Your objective: Please pull out and copy every line of the entries below that contains the string "woman". Case counts.

Provided material:
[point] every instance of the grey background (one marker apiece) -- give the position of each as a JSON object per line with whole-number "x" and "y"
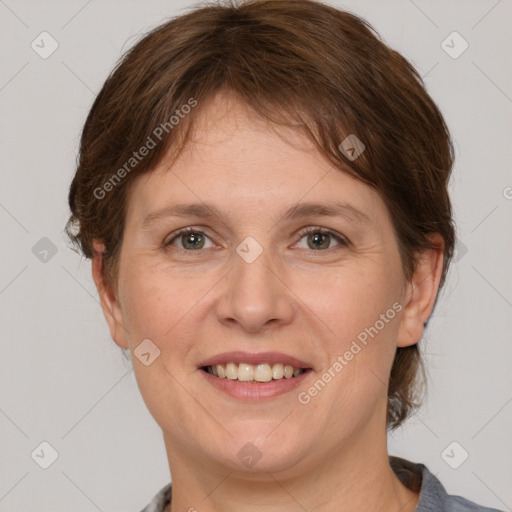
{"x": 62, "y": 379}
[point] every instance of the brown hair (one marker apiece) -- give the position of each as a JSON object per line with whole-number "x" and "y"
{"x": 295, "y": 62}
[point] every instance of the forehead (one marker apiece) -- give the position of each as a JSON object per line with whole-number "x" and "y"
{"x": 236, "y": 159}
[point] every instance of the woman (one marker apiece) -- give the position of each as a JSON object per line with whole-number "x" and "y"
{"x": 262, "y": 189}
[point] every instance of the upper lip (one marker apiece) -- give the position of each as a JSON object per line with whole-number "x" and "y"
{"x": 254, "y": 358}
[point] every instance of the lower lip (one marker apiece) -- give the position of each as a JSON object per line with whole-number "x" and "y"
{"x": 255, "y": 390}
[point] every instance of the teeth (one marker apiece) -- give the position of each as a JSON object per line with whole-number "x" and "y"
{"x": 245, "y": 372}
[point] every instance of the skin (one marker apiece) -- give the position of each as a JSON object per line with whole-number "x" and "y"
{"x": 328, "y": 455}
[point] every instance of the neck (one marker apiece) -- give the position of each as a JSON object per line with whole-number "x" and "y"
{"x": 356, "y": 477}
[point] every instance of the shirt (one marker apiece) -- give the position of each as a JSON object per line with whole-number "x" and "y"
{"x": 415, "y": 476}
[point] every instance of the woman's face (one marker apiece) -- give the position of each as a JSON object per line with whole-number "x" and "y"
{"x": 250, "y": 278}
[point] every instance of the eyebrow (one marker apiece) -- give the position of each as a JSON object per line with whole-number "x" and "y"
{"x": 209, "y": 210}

==

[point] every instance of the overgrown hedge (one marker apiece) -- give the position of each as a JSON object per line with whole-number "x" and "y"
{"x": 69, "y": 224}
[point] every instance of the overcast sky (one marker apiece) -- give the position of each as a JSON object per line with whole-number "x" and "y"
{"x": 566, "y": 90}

Exercise answer:
[point] every instance of the woman (one marker apiece) -- give the position of each as a JSON object per line with whole-number "x" and "y"
[point] every instance of the woman's face (one marker apiece) -- give the position of each as a JSON object per line with whole-number "x" and "y"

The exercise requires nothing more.